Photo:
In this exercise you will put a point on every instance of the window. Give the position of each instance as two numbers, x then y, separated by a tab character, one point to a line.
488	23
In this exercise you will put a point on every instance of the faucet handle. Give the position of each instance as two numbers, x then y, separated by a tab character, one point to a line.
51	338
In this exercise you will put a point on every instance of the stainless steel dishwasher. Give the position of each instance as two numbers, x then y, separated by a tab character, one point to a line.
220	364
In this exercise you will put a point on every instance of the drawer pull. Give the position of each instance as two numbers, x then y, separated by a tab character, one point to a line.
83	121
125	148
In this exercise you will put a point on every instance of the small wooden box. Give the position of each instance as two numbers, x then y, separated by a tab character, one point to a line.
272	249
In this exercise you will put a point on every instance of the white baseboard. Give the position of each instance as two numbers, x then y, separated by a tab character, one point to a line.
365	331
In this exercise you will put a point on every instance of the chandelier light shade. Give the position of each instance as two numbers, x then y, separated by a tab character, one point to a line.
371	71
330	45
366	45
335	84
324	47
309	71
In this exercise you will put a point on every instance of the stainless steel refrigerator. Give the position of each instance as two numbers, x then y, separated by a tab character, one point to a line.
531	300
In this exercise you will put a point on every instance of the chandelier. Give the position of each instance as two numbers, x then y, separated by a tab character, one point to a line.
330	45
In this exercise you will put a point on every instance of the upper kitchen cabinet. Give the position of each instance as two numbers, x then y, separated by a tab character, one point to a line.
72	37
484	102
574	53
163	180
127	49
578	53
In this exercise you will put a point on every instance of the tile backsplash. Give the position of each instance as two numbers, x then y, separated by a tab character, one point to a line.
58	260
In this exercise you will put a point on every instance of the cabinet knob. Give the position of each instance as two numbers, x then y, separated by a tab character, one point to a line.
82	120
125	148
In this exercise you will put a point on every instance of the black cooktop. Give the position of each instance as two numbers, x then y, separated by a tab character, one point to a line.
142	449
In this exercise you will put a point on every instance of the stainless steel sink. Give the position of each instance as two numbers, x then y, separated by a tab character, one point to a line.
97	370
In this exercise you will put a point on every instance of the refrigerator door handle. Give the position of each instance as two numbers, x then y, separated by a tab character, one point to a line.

..............................

#### TASK GOAL:
From the first line to the last, reproduce the data above exactly.

#### TASK SOLUTION:
Photo:
In this exercise you will put a point on every instance of the window. Give the position of each instance as two numbers, x then y, separated by a tab character, one point to a line.
488	23
In this exercise you will put a point on every instance of the faucet handle. Give the position of each instance as two numbers, x then y, separated by a tab character, one point to a line.
51	338
In this exercise you will put a point on every instance of the stainless steel dishwasher. Give the position of each instance as two numbers, x then y, separated by a tab character, one point to a line.
220	364
In this exercise you will put a point on every instance of the drawer pull. Give the position of each instance as two numbers, x then y, separated by a tab character, one point to a line.
83	121
125	148
In this exercise you will put a point on every instance of the small wooden box. Give the position of each instance as two numbers, x then y, separated by a tab character, one point to a line.
272	249
In this exercise you will put a point on every instance of the white baseboard. Give the position of each instance as two numbers, x then y, separated by a tab character, one point to a line.
365	331
In this exercise you will put a point on every instance of the chandelier light shade. Give the position of each instance as two numbers, x then y, separated by a tab character, one point to a line.
371	71
330	45
366	45
335	84
324	47
309	71
In this exercise you will put a point on every instance of the stainless steel refrigerator. Give the position of each instance as two numbers, x then y, separated by a tab character, one point to a line.
531	300
In this exercise you will put a point on every instance of the chandelier. Give the position of each instance as two numbers, x then y, separated by a tab character, one point to a line.
330	45
In this exercise you will put a point on every instance of the upper kitchen cabinet. Give the position of each instance as two numbers, x then y, separated by a tab character, one point to a line.
72	37
484	102
574	53
163	180
127	49
578	53
In this exercise you will put a point on every instance of the tile backsplash. Give the position of each instance as two numbers, x then y, separated by a tab character, one point to a line.
58	260
In this exercise you will put a point on every instance of the cabinet knob. Give the position of each instance as two numbers, x then y, separated by a tab character, one point to a line.
82	120
125	148
In this exercise you will put a point on every instance of the black cooktop. Give the position of each instance as two numbers, x then y, separated by a tab character, one point to a line.
142	449
In this exercise you will put a point on every instance of the stainless steel sink. Give the position of each instance as two numbers, x then y, separated by a tab character, one point to a line.
97	370
In this exercise you will put a point on every instance of the refrigerator door handle. Give the position of each instance as two numbers, x then y, separated by a tab character, one point to a line.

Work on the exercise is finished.